_TASK_. Restate all of the data below word for word.

DATA SHOWN START

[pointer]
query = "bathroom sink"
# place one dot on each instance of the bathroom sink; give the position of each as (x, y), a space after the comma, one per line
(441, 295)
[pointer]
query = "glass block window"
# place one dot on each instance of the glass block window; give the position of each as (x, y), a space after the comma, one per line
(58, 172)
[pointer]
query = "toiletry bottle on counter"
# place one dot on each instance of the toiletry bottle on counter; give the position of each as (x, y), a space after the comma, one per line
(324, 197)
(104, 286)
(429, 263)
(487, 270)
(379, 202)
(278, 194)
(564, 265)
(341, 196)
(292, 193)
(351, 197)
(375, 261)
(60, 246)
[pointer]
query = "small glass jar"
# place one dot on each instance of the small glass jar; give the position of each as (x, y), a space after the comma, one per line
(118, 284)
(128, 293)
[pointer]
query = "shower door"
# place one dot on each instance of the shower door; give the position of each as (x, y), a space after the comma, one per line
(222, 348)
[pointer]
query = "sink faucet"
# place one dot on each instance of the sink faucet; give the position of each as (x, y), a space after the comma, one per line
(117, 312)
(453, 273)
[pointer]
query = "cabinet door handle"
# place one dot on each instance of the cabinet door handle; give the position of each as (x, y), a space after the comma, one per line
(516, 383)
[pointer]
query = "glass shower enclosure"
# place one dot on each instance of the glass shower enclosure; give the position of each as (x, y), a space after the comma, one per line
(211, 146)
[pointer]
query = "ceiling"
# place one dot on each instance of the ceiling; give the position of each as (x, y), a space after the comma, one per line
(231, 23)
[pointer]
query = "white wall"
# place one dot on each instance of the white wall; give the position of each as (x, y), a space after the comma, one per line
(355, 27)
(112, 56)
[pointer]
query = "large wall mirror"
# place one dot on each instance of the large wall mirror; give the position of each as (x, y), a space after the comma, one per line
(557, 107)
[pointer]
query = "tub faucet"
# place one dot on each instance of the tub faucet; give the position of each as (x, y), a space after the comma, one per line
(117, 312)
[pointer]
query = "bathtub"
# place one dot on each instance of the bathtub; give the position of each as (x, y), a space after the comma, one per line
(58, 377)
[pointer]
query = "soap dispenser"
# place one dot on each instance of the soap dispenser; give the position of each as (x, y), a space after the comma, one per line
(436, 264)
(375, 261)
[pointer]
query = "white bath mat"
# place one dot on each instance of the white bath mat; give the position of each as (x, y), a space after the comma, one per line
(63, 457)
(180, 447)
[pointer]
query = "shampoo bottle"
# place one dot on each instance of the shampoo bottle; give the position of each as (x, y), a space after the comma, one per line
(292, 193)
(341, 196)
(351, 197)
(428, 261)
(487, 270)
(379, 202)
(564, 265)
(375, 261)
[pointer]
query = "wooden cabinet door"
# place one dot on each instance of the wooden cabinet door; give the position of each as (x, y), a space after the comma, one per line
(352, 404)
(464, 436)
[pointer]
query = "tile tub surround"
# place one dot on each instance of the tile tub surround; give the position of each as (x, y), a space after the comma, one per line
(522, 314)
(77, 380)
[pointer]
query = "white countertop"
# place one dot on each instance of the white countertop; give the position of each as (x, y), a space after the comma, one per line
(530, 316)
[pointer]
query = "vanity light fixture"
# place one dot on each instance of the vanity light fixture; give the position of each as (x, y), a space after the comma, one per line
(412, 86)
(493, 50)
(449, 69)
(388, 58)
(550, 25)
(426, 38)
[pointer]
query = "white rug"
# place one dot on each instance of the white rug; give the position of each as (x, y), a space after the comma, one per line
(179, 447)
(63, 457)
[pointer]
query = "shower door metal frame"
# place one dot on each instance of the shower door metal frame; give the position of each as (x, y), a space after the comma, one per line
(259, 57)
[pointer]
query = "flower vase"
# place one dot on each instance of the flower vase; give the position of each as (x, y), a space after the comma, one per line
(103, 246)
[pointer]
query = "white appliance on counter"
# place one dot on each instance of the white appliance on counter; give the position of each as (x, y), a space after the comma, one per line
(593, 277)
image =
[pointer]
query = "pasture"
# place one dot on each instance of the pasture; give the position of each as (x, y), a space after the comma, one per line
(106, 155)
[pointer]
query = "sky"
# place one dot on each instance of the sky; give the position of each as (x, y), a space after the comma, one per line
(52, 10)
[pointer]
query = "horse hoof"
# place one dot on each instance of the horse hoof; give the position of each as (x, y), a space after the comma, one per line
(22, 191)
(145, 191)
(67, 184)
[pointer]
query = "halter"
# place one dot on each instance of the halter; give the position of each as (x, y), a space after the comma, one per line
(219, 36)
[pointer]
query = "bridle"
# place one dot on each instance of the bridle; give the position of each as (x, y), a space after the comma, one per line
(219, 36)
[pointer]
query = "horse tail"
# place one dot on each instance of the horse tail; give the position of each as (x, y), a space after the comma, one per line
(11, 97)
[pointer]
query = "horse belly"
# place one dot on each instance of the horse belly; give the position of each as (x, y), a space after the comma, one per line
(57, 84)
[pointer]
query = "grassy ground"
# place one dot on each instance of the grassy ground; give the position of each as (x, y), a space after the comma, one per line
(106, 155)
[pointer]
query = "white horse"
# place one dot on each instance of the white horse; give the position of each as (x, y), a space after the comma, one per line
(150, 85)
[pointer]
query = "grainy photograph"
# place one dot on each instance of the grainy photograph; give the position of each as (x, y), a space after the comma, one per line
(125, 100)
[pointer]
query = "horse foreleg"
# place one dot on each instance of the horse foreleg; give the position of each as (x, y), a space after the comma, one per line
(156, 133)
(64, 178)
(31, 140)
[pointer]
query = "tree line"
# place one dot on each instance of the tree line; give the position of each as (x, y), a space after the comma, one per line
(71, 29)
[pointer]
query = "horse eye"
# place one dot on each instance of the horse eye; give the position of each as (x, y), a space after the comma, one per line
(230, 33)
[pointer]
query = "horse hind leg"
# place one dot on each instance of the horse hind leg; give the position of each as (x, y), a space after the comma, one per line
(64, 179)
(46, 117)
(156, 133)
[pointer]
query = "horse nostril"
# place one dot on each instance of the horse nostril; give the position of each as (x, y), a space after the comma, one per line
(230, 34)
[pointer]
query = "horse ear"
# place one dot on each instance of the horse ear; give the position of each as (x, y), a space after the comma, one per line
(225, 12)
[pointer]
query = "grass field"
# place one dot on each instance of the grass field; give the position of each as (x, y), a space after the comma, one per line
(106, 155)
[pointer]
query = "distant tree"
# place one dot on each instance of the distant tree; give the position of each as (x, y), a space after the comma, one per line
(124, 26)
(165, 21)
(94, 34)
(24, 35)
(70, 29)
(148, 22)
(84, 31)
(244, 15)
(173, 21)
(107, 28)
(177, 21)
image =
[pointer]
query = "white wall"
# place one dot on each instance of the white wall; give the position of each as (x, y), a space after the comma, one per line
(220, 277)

DATA SHOWN END

_OUTPUT BELOW_.
[pointer]
query = "bathroom sink"
# place one dot on each instance of the bathroom sink; give the position of each as (x, y), a space after the comma, one per line
(441, 295)
[pointer]
query = "glass block window"
# place one dot on each instance of the glass block window; give the position of each as (x, y), a space after the comma, one per line
(58, 172)
[pointer]
query = "toiletry bottle on counter"
# place one dot on each instance of the toiletry bottle on counter; give the position of each as (x, y), a space after the comma, one per line
(324, 197)
(104, 286)
(429, 263)
(487, 270)
(379, 202)
(278, 194)
(564, 265)
(341, 196)
(292, 193)
(351, 197)
(375, 261)
(60, 246)
[pointer]
query = "small glass jar"
# place one dot on each instance of the small glass jar; give the position of each as (x, y), a space after the comma, one per line
(118, 284)
(128, 293)
[pointer]
query = "shower door"
# place one dot on each instance of the shower door; give the position of each as (x, y), a space after the comma, one per line
(222, 348)
[pointer]
query = "sink faucet"
# place one dot on each instance of the sink faucet; give the position of each as (x, y), a space after the comma, one per line
(117, 312)
(453, 273)
[pointer]
query = "cabinet door handle"
# place one dot on each instance of the cabinet door handle; give the position of each as (x, y), a space after the comma, one per line
(516, 383)
[pointer]
query = "glass shower enclosure"
# place one dot on each instance of the glass shower enclosure; give the position of each as (x, y), a space after the comma, one per line
(211, 146)
[pointer]
query = "ceiling"
# place one dot on each instance of the ceiling; give the position of each as (x, y), a space after the comma, one per line
(231, 23)
[pointer]
query = "white wall"
# place one dot on each instance of the white wall; give the position of each as (x, y), a space after the comma, one per line
(355, 27)
(112, 56)
[pointer]
query = "large wall mirror"
# place one dot on each instance of the large wall mirror; give the position of each as (x, y), a space after the comma, one per line
(557, 107)
[pointer]
query = "tub faucet"
# place one dot on each instance of the tub faucet; give the position of each as (x, y), a space after the comma, one per line
(117, 312)
[pointer]
query = "bathtub"
# place one dot on each instance of the bathtub; give the position of each as (x, y), a space after the comma, one per line
(58, 377)
[pointer]
query = "soap dispenser"
# place one dot on each instance of the soap dispenser; give the position of each as (x, y), a space after the comma, one per line
(436, 264)
(375, 261)
[pointer]
query = "white bath mat"
# place one dot on each instance of the white bath mat; give the position of each as (x, y), a space after the comma, one per line
(63, 457)
(180, 447)
[pointer]
query = "shampoo bottle"
# place one dot on each instance of the shampoo bottle; give the position of each as (x, y), a space after the comma, one per line
(292, 193)
(341, 196)
(351, 197)
(428, 261)
(487, 270)
(379, 202)
(564, 265)
(375, 261)
[pointer]
query = "wooden cabinet door"
# place one dot on each instance of the wooden cabinet door; give the position of each as (x, y), a space after the comma, one per line
(352, 404)
(464, 436)
[pointer]
query = "tile tub surround"
# place one dot on each instance of the tile tub surround; give the position of each as (x, y), a space after the comma, one per line
(522, 314)
(77, 380)
[pointer]
query = "white countertop"
# place one dot on each instance of the white countertop; give the position of each as (x, y), a space after the comma, one per line
(530, 316)
[pointer]
query = "vanity light fixture"
# place one dot on each instance of the vanity light fixture; give the position of each as (x, y), a space after the comma, one per line
(412, 86)
(493, 50)
(449, 69)
(388, 58)
(550, 25)
(426, 38)
[pointer]
query = "white rug"
# place one dot on each instance of the white rug; give the position of each as (x, y), a space after the comma, one per line
(179, 447)
(63, 457)
[pointer]
query = "shower door metal frame"
# place one dot on each instance of the shower door metal frame; give the position of each as (x, y), a space after the comma, one per line
(259, 57)
[pointer]
query = "flower vase"
# place one dot on each instance of the flower vase; give the position of each as (x, y), a space after the comma, one per line
(103, 246)
[pointer]
query = "white appliance on counter"
# place one dot on each instance of the white appliance on counter; give the position of each as (x, y), a space after the comma, one per line
(593, 277)
image =
[pointer]
query = "pasture"
# place one dot on each instance of the pasture; give the position of each as (x, y), a space after the comma, one per line
(106, 155)
[pointer]
query = "sky"
# place one dot on each instance of the sky; give the position of each as (x, y), a space after the comma, one per line
(52, 10)
[pointer]
query = "horse hoof"
# place one dot on each instance of the horse hoof; give the position of each as (x, y), a space after the comma, one per line
(22, 191)
(145, 191)
(67, 184)
[pointer]
query = "halter"
# place one dot on each instance of the halter; give the position of each as (x, y), a space after the comma, one per line
(219, 36)
[pointer]
query = "bridle"
# place one dot on each instance of the bridle; give the position of each as (x, y), a space after the comma, one per line
(219, 36)
[pointer]
query = "horse tail"
# place one dot on each instance of the horse tail; give the position of each as (x, y), a space after the comma, one per line
(11, 97)
[pointer]
query = "horse belly"
# place one dot on each instance of the horse belly; give the position of each as (x, y), a space after the comma, one per line
(57, 84)
[pointer]
query = "grassy ground"
# place one dot on each instance of the grassy ground; give the position of each as (x, y), a space after the comma, one per line
(106, 155)
[pointer]
query = "white horse"
# place one dot on each instance of the white horse; give the position of each as (x, y), a space after the comma, one per line
(150, 85)
[pointer]
query = "grainy photograph"
# place one dot on each instance of the grainy photograph; give the position of each as (x, y), a space after the comma, one per line
(125, 100)
[pointer]
query = "horse foreleg"
# place one dot on each instance of the horse foreleg; give the position of each as (x, y), a space after the comma, one per line
(156, 133)
(64, 178)
(31, 140)
[pointer]
query = "tree line"
# place one dot on each instance of the tree line; give the position of each as (x, y), a space after the comma, one per line
(71, 29)
[pointer]
query = "horse eye"
# place one dot on each instance of the horse eye; give the position of each as (x, y), a space after the comma, one per line
(230, 33)
[pointer]
query = "horse hind leg"
# place one dot on each instance of the horse hind leg; give the position of each as (x, y), a space after the comma, one per line
(64, 179)
(46, 117)
(156, 133)
[pointer]
query = "horse nostril"
# place one dot on each instance of the horse nostril; give the position of each as (x, y), a space after the comma, one per line
(230, 34)
[pointer]
query = "horse ear"
# place one dot on each instance of the horse ear; give the position of each as (x, y), a space after the comma, one per line
(225, 12)
[pointer]
query = "grass field"
# place one dot on each instance of the grass field; give the position of each as (x, y), a space after the comma, one per line
(106, 155)
[pointer]
query = "distant tree"
# place one dot on each instance of the distant tree; give the position of each as (x, y), a space after the comma, one per line
(124, 26)
(165, 21)
(94, 34)
(24, 35)
(70, 29)
(148, 22)
(84, 31)
(244, 15)
(173, 21)
(107, 28)
(177, 21)
image =
[pointer]
query = "white wall"
# place one dot on each instance of the white wall; give the position of each as (x, y), a space after the comma, one per line
(220, 277)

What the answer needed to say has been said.